*WHAT THE TASK REQUIRES*.
Locate each line in the records below that contains the string "tire" and copy those lines out in full.

»»

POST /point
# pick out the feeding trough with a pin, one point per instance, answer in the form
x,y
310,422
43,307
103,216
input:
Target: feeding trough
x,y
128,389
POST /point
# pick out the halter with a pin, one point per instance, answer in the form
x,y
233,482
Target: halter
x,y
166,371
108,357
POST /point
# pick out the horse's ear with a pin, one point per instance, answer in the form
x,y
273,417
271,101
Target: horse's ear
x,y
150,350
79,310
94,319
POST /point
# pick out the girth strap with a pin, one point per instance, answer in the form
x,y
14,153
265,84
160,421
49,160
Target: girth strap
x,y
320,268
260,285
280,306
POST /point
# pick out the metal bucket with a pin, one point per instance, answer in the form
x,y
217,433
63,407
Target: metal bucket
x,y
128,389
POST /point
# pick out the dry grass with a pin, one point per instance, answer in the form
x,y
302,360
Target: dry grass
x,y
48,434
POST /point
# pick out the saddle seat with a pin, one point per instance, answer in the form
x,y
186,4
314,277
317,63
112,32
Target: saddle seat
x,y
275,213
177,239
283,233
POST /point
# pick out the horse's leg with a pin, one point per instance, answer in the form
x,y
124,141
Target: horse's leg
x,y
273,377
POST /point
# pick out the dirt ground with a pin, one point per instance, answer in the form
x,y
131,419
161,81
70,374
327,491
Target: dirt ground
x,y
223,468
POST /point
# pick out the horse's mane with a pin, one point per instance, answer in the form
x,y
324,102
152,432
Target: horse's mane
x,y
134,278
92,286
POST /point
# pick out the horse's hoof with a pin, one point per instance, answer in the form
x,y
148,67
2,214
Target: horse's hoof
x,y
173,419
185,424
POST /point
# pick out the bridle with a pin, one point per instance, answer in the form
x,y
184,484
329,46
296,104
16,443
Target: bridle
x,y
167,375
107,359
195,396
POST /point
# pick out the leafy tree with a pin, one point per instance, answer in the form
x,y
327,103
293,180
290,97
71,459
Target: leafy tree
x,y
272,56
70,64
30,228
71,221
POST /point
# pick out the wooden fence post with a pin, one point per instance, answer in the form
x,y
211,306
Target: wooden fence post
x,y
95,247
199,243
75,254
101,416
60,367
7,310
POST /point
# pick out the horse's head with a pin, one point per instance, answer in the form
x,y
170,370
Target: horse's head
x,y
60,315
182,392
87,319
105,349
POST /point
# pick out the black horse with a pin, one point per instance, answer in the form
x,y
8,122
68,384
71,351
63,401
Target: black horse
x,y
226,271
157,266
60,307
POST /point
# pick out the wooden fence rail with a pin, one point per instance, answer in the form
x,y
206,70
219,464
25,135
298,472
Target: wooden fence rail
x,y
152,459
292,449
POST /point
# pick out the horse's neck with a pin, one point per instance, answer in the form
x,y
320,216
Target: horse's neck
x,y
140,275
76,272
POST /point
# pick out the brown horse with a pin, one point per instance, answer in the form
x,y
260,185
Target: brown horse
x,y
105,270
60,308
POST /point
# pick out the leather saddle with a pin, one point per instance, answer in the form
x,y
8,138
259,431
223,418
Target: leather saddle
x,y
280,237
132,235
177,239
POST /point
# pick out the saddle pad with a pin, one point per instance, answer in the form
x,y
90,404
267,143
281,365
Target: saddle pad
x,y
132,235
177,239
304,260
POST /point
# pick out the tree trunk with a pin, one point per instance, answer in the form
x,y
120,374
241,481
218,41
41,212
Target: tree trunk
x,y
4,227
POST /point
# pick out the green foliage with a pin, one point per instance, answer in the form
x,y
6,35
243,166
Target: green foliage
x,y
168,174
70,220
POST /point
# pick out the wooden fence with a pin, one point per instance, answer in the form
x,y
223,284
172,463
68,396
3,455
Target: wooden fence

««
»»

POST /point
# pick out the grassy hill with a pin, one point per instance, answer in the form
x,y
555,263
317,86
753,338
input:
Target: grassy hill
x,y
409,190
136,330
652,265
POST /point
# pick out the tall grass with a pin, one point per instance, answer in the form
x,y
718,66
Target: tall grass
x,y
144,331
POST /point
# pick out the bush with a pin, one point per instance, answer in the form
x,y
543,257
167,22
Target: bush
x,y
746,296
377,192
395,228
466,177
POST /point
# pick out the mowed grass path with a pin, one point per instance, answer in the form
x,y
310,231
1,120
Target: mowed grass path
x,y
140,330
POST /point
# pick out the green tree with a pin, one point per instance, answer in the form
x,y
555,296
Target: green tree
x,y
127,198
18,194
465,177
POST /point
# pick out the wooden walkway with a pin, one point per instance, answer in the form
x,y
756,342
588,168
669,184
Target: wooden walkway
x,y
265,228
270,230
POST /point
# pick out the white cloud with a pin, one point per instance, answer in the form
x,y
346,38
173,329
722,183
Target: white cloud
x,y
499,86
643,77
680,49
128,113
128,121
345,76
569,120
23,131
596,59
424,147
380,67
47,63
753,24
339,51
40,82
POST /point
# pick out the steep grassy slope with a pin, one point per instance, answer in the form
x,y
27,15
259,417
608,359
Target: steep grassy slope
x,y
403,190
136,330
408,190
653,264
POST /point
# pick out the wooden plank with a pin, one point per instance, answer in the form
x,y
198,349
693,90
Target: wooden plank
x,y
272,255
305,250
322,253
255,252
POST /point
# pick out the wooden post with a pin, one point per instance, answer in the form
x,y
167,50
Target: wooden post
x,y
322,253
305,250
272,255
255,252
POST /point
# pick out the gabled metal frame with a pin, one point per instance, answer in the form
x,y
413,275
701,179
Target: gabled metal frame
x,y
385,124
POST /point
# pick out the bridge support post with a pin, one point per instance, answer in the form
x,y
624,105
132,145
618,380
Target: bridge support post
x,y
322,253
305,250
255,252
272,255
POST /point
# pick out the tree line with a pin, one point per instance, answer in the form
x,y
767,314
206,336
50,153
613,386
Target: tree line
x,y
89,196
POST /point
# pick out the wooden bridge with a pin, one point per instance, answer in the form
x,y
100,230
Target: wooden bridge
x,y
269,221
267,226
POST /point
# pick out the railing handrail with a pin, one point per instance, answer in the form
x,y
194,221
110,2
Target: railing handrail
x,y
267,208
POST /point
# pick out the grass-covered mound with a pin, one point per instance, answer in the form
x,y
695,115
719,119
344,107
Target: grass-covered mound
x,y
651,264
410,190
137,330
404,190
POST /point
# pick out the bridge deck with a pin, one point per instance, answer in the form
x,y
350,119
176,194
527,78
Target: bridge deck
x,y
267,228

««
»»

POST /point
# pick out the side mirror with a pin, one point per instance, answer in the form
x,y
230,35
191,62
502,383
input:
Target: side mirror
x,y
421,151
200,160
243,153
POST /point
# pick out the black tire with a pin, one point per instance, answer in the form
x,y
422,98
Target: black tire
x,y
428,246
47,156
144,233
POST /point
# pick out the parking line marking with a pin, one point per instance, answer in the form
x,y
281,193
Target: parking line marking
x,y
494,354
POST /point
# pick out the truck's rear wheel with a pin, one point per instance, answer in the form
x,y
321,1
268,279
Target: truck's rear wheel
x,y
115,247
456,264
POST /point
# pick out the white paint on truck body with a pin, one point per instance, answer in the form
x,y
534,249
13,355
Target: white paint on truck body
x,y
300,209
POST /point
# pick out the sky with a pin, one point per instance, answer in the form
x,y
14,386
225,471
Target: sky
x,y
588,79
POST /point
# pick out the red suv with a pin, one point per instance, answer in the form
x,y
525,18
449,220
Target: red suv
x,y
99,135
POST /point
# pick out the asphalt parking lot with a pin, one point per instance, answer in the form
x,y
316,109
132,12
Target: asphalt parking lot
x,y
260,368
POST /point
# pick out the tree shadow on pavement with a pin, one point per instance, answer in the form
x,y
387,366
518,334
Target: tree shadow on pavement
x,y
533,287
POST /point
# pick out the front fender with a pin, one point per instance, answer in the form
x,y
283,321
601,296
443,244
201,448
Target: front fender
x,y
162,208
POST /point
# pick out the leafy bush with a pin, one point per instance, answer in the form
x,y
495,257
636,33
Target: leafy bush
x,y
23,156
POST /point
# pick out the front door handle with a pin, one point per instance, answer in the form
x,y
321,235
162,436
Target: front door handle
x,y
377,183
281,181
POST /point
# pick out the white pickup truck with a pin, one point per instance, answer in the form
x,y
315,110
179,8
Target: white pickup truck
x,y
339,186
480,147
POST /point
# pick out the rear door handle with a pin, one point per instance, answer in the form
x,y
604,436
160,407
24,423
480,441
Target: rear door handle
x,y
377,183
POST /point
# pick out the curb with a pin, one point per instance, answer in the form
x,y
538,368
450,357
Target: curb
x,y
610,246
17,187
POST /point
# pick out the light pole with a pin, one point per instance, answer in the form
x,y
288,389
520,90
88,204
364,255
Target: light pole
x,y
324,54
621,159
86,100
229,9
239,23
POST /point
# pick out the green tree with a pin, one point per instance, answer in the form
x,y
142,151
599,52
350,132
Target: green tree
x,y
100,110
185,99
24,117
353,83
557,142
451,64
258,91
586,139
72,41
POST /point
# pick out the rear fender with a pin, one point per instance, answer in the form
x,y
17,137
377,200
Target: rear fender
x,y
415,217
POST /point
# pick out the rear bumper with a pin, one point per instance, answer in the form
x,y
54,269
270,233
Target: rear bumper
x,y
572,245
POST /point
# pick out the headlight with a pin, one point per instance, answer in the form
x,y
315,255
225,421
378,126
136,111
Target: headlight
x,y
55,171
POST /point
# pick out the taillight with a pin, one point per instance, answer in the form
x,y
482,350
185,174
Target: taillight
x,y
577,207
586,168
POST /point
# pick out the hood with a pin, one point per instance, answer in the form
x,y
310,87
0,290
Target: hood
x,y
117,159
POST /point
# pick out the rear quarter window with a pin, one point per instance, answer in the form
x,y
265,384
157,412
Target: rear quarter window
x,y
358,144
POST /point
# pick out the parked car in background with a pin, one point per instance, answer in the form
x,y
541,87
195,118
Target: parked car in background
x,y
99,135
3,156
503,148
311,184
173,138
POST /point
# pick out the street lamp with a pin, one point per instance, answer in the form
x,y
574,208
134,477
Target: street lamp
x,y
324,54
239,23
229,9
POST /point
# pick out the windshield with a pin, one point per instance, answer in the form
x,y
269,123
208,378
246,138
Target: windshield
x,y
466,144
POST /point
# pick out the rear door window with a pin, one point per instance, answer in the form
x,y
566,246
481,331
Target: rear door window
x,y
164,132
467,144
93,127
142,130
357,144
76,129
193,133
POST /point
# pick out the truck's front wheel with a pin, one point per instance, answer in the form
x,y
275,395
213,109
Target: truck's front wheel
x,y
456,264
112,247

««

*ANSWER*.
# pick out the black tire with a pin, one point per instance, answer in the form
Target: black tire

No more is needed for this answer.